Provided text -
# Cost of Living in Italy



## Interista

We're considering, as a family (2 adults, 1 baby), moving to Italy. In my line of work there are more opportunities currently in _il bel paese_ than there are in Ireland and we think we could live there more cheaply which would allow us to do other things as a family. I know Italy is an expensive country but Ireland is exorbitant. I speak a reasonable standard of Italian, whilst my wife speaks none though she is willing to put effort in to learn. Subsequently that may leave it hard for her to find work. She is a Montessori teacher (teacher of young children from ages 2-8) and would like to look into teaching two or three children in our own home, would this be a possibility in Italy?

My main question is looking at the jobs out there for me I'm probably going to be coming out at about €20,000-€23,000 net (after tax etc) per year. If she struggles to find work and so is unable to add to that would we be able to live in the Naples region (that's where we're looking) or is it a pipe dream (though I reckon even in Ireland you could squeeze by on that)? We would be looking to live in a rural area, less than an hour from Naples and I would commute.

Dataset -
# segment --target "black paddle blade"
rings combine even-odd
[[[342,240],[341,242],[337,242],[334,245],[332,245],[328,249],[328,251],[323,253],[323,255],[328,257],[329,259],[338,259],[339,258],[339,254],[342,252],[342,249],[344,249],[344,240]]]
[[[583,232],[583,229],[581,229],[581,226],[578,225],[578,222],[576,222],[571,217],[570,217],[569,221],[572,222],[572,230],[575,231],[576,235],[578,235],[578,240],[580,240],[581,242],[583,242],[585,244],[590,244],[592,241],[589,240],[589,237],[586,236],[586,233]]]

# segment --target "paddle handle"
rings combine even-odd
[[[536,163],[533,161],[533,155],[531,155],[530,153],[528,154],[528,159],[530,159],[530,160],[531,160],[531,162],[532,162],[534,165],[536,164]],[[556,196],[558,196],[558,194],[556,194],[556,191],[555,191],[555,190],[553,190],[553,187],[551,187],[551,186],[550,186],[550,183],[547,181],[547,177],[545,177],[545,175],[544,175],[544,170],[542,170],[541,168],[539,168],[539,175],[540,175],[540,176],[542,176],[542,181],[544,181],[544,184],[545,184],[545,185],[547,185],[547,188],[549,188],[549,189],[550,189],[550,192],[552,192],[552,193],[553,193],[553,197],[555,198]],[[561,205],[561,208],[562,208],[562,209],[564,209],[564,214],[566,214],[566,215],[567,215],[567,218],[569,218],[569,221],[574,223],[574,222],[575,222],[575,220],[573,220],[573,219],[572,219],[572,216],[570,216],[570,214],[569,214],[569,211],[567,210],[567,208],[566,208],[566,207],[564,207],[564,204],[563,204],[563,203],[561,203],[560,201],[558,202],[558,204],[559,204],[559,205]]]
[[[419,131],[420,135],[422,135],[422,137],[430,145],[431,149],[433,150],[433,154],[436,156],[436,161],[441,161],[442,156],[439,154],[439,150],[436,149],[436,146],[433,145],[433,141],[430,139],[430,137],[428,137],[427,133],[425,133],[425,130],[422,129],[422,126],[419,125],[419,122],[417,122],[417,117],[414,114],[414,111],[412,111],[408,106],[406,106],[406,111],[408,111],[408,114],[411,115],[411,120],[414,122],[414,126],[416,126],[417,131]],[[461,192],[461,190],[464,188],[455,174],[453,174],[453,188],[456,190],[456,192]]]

Short exercise 1 -
Answer these from the cost-of-living post:
(a) What kind of teacher is the poster's wife?
(b) How much net income per year does the poster expect to earn?
(c) How far from Naples would the family like to live?
Short exercise 2 - Transcribe the cost-of-living post starting at "My main question" and ending at "I would commute.".

Task answer 1 -
(a) A Montessori teacher, teaching young children aged 2 to 8.
(b) About €20,000 to €23,000 net per year.
(c) In a rural area less than an hour from Naples.

Task answer 2 -
My main question is looking at the jobs out there for me I'm probably going to be coming out at about €20,000-€23,000 net (after tax etc) per year. If she struggles to find work and so is unable to add to that would we be able to live in the Naples region (that's where we're looking) or is it a pipe dream (though I reckon even in Ireland you could squeeze by on that)? We would be looking to live in a rural area, less than an hour from Naples and I would commute.